- _What the task asks_
Recast the stretch of the entries below, from the line containing "of the winding" through the line containing "x=124, y=228", as a Markdown table with the columns No. and Text. Number each row, put the line in Text, and skip blank lines.

— BEGIN Source data —

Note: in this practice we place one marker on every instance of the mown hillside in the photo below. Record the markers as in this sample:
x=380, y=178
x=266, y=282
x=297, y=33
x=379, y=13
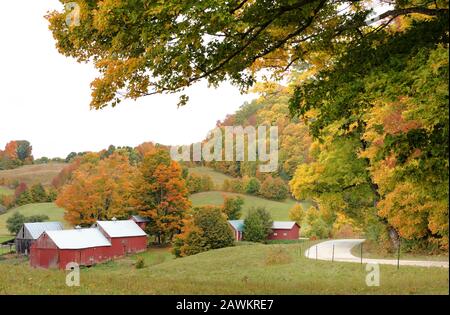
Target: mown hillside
x=278, y=209
x=5, y=191
x=217, y=177
x=33, y=174
x=245, y=269
x=50, y=209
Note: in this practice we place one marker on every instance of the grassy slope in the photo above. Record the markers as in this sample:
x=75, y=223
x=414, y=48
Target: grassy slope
x=235, y=270
x=279, y=210
x=54, y=213
x=5, y=191
x=217, y=177
x=32, y=174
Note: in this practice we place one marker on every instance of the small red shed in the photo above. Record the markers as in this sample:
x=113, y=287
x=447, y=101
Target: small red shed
x=125, y=236
x=284, y=230
x=55, y=249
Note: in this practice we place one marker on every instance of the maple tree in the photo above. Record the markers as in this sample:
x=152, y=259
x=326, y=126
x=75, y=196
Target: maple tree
x=382, y=132
x=146, y=47
x=98, y=190
x=160, y=194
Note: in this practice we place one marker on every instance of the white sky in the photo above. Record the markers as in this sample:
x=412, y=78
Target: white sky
x=45, y=96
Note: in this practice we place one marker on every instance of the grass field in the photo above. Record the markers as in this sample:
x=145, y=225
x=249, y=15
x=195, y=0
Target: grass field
x=32, y=174
x=279, y=210
x=217, y=177
x=5, y=191
x=54, y=213
x=245, y=269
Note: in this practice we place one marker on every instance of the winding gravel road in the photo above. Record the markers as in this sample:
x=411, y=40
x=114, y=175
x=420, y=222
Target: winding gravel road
x=342, y=252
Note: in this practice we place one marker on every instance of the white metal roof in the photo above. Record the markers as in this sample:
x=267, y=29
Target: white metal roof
x=78, y=238
x=37, y=228
x=139, y=219
x=283, y=225
x=124, y=228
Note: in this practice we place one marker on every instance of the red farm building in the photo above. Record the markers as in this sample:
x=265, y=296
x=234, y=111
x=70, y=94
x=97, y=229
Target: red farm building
x=281, y=230
x=126, y=237
x=105, y=241
x=55, y=249
x=284, y=230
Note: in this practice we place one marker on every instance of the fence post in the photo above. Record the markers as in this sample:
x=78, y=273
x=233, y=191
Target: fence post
x=361, y=252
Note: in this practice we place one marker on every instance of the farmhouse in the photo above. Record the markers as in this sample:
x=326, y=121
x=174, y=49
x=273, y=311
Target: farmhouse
x=30, y=232
x=141, y=221
x=55, y=249
x=125, y=236
x=104, y=241
x=281, y=230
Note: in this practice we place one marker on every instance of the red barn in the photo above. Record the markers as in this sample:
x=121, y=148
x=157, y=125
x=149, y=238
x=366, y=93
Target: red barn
x=55, y=249
x=125, y=236
x=284, y=230
x=86, y=247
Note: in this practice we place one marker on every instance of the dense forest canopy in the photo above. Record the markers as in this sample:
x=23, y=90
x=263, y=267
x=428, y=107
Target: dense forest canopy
x=143, y=47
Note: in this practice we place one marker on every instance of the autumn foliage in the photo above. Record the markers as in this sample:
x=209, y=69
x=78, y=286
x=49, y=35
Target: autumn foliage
x=98, y=190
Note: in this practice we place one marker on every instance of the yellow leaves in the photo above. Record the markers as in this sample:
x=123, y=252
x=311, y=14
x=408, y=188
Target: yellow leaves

— END Source data —

- _Output of the task_
| No. | Text |
|---|---|
| 1 | Note: in this practice we place one marker on every instance of the winding gravel road in the photo above. Record the markers as in this sample: |
| 2 | x=411, y=40 |
| 3 | x=114, y=175 |
| 4 | x=420, y=222 |
| 5 | Target: winding gravel road |
| 6 | x=342, y=252 |
| 7 | Note: in this practice we place one marker on every instance of the white metal roof in the photo above. Record the markers as in this sample: |
| 8 | x=267, y=29 |
| 9 | Target: white metal roof |
| 10 | x=78, y=238 |
| 11 | x=37, y=228 |
| 12 | x=139, y=219 |
| 13 | x=283, y=225 |
| 14 | x=124, y=228 |